**Exercise objective**.
The entire listing is to be repeated verbatim.
:: Rows ::
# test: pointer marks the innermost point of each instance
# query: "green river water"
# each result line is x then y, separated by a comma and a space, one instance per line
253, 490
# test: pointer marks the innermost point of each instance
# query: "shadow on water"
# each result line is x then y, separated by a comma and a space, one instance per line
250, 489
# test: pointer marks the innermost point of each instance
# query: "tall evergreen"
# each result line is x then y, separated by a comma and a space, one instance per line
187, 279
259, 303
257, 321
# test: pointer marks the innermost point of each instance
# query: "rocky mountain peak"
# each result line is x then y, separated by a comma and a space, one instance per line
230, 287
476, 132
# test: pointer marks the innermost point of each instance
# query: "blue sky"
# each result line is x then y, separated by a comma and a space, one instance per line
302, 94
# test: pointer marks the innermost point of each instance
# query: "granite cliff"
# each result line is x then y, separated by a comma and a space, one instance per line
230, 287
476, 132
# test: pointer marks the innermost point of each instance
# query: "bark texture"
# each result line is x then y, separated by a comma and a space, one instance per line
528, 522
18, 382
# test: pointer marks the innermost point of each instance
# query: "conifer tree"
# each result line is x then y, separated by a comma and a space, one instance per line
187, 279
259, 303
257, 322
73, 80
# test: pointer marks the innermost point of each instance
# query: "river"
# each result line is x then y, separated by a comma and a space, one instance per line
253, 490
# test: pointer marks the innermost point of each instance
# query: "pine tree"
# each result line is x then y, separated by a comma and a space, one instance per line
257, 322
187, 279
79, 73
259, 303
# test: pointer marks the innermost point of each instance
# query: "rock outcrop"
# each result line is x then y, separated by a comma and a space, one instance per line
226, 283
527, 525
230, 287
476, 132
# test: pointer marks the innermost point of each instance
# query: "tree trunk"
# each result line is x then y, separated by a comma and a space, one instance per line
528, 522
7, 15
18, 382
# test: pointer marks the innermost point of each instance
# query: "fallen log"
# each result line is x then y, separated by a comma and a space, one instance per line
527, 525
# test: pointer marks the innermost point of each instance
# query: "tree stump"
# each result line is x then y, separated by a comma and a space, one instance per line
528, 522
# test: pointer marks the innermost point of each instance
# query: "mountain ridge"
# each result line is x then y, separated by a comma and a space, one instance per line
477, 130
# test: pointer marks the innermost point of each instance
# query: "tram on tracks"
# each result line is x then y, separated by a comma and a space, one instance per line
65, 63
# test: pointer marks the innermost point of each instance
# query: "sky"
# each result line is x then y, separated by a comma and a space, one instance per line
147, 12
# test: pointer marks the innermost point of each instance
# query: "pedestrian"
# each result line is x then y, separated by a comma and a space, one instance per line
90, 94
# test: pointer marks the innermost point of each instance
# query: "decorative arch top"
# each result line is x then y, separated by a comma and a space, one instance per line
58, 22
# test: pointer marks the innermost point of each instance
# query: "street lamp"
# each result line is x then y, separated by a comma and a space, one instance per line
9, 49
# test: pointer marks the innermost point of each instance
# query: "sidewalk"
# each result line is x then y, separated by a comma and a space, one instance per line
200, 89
:::
**Solution**.
# test: pointer marks the innermost point of each instance
# query: "green river water"
# each result line is x then y, separated by a comma and a space, one instance per line
253, 490
# test: pointer marks the innermost point of each instance
# query: "shadow on water"
# each result line is x then y, separated by a comma and a space, one instance per line
250, 489
# test: pointer marks the innermost point of each instance
# query: "tall evergreen"
# each result line is x then y, separated by a comma and a space, one instance per line
187, 279
259, 303
257, 321
# test: pointer marks the innermost point of each instance
# query: "rocky mountain peak"
# each result line is x then y, separated by a comma and a space, one instance per line
230, 287
476, 132
# test: pointer marks the innermost point of each instance
# query: "blue sky"
# each result line is x then y, separated by a comma and a space, one instance per line
302, 94
# test: pointer marks the innermost point of each instance
# query: "granite cliff"
# each result line is x then y, separated by a comma and a space, one instance per line
230, 287
476, 132
# test: pointer marks the innermost point of each instance
# query: "bark texture"
# each result line is x then y, separated by a comma and a space, one instance per line
528, 522
18, 382
# test: pointer marks the innermost point of each instance
# query: "conifer tree"
# each result line is x then y, separated by a comma and a space, one instance per line
187, 279
259, 303
257, 322
73, 80
# test: pointer marks the innermost point of each instance
# query: "river"
# each result line is x then y, separated by a comma and a space, one instance per line
253, 490
# test: pointer marks the innermost point of each instance
# query: "pine tree"
# each result line is x then y, separated by a comma and a space, one instance per line
257, 322
187, 279
79, 73
259, 303
# test: pointer marks the innermost point of each instance
# query: "rock outcrop"
# each result line is x then y, separated by a comma and a space, one instance per line
226, 283
527, 525
230, 287
476, 132
# test: pointer marks the innermost point of each instance
# query: "tree trunk"
# each result line is x then y, separated by a comma and a space, one instance per line
528, 522
7, 15
18, 382
# test: pointer marks the innermost point of each instance
# query: "fallen log"
# each result line is x then y, separated by a comma and a space, one instance per line
527, 525
# test: pointer marks the innermost point of each instance
# query: "tree stump"
# each result line is x then y, separated by a comma and a space, one instance per line
528, 522
# test: pointer marks the innermost point of each instance
# query: "mountain ridge"
# each result line is x then y, separated by a comma and a space, one instance per line
477, 130
# test: pointer marks the innermost point of each instance
# query: "tram on tracks"
# each result line is x then y, separated by a comma and a space, one instance per line
65, 63
# test: pointer marks the innermost point of each instance
# query: "sky"
# each result line is x then y, separated by a comma and a space, one instance per line
147, 12
# test: pointer marks the innermost point of each instance
# query: "pedestrian"
# each result line is x then y, separated by a comma and a space, one instance per line
90, 94
# test: pointer marks the innermost point of each instance
# query: "decorative arch top"
# each result line is x then y, separated by a comma and a space, one instance per line
58, 22
# test: pointer marks the innermost point of each instance
# query: "street lamp"
# each result line is x then y, separated by a comma and a space, one instance per line
9, 49
# test: pointer marks the innermost point of each instance
# query: "sidewalk"
# each result line is x then y, separated by a comma and a space, one instance per line
200, 89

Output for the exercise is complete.